__Text block__
----

Kim Gordon Type Beat
Kool Things live forever.
A recent headline has been making the rounds…
Don’t know / believe / care if our dude is being fully honest about his cultural diet (let’s table any larger AI concerns for now), but in one respect, I feel him:
“I just wanted to sit in a room and do anything I could to understand my own imagination with no dilution… for me it’s just following the progression of my own curiosity. We should also be asking if there is a way to have fun again, is there a way of not knowing the rules and what you’re capable of, is there something that hasn’t been done, is there a sound or an image or a moment to discover. My interest comes from not knowing and feeling like there’s something new to find or create.”
This is the energy I get from Kim Gordon’s music in 2026.
Since they were literal twentysomethings, the chief descriptor for Sonic Youth (and Kim in particular) was eternally cool.
Harmony directed a video for ‘em btw. Starring Kevin McCallister!
I’m looking forward to the Plunderphonics mix of 1995’s “The Diamond Sea” and will be first in line to watch Tamra Davis’ Sundance doc The Best Summer, featuring intimate onstage / backstage footage of the band at that year’s Summersault festival alongside the Beasties, Pavement, Bikini Kill and other ringer tee enthusiasts.

----

__Exercise materials__
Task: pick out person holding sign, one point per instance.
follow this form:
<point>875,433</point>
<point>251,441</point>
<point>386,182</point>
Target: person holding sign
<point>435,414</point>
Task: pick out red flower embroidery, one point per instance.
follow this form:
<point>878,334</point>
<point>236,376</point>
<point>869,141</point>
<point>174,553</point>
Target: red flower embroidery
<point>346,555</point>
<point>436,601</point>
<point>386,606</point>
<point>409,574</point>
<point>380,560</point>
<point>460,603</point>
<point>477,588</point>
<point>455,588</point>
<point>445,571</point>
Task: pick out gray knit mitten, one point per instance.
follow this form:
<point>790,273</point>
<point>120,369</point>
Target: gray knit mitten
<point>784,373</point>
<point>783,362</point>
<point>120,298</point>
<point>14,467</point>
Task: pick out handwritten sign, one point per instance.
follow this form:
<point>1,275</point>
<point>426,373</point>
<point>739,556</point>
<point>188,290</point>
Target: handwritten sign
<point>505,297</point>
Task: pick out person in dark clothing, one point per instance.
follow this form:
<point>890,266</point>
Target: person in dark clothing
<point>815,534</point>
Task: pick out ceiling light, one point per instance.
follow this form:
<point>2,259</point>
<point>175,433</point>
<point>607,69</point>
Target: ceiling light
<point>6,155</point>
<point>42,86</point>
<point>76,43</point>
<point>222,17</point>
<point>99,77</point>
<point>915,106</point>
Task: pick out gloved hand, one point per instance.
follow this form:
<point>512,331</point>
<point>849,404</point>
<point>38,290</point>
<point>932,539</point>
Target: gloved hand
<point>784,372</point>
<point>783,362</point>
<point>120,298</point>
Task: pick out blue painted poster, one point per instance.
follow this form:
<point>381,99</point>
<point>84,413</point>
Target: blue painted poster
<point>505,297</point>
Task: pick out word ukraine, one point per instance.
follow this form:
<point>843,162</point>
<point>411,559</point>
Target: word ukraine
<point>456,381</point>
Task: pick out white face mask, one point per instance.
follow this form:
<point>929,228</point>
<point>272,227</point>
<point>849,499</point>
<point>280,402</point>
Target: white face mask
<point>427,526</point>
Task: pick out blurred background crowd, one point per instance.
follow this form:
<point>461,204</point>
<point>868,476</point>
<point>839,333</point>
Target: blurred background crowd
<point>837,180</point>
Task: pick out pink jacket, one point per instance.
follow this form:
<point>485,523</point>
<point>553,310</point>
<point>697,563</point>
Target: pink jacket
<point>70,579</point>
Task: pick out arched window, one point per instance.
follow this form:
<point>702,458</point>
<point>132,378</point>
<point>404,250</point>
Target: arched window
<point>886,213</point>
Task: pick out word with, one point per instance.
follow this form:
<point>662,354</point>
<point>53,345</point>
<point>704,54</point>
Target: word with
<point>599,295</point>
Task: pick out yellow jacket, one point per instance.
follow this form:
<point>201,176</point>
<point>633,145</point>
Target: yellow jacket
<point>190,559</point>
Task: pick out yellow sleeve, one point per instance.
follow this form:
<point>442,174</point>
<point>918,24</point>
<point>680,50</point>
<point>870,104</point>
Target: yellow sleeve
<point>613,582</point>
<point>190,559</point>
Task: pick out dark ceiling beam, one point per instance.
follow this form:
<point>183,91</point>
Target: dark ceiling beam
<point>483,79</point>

----

__List of tasks__
**1)** Scale the records from their start through the line with "<point>435,414</point>", both ends included. Copy every line again, requests too, but multiply only the point coordinates in the answers by 2.3 and round to whole numbers, halves up.
**2)** Write what comes next in the piece about Kim Gordon and Sonic Youth, starting after its final sentence.
The text and the records have nothing to do with each other.

__Outputs in order__
**1)**
Task: pick out person holding sign, one point per instance.
follow this form:
<point>875,433</point>
<point>251,441</point>
<point>386,182</point>
Target: person holding sign
<point>1001,952</point>

**2)**
But I am infinitely more excited that at seventy-two (!!!) KG is not cashing in on old vibes but sounding dynamic as ever over Playboy Carti type beats, consistently discovering new ways to be distorted and alive.
New ways!
Up to you if the future will be scary or exciting — it’s allowed to be both — but either way, it is inevitable.
“Time, turning, over and over…”
The animating principle of this Substack is to share Nick favs of every vintage. Rocket Rese’s gabber drill (lol) played immediately after Kim’s “DIRTY TECH” in my Watch Later queue and all I could do was headbang with enthusiasm.
I used to bristle at the concept that your musical taste gets frozen in high school. But after years of losing hair research I have realized it is extremely accurate, and feel lucky that as a teenager all I ever wanted to do was dig voraciously for sounds (and everything else) that felt fresh and exciting to me.
Aging is a privilege and keeping a young heart is the best way to honor it.
Karri, “Go” + Renz, “Get Loose” — speaking of olds, as a hyphy veteran (all gave some, some went dumb) I enjoy hearing decades-old Bay Area beats updated with an R&B flair. Yes, blend tapes and the Bad Boy / JD / Trackmasters formula have been around forever, I still love ‘em! While we’re here, shout out Jill Scott’s jazzy “What Happened To That Boy” flip, guaranteed to lean ya man (whoa).
MoMA Ready, A Mixtape (nothing but Hot97 reworks, junglist “All For The Love” makes me wanna bench press an Acura Legend)
Knocked Loose ft. Denzel Curry, “Hive Mind” (perfect down to the KoЯn tone)
The Cords, S/T (Scottish jangle!)
Raq Baby, “WDH You Been Doin” (ayy Flawed Mangoes sample)
Chris Crack, Too Late To Start Following The Rules Now (Madlib, Bruiser Wolf, Hudmo, Frank Dorrey, Fooooooool’s Gooooooold)
Neutrino Labs Mini Sonidero — ¡Qué padre! Between this and the Teenage Engineering dancehall box, a banner year for international reverbs.
Interview with DTV action king Jesse V. Johnson (geezer teaser adjacent)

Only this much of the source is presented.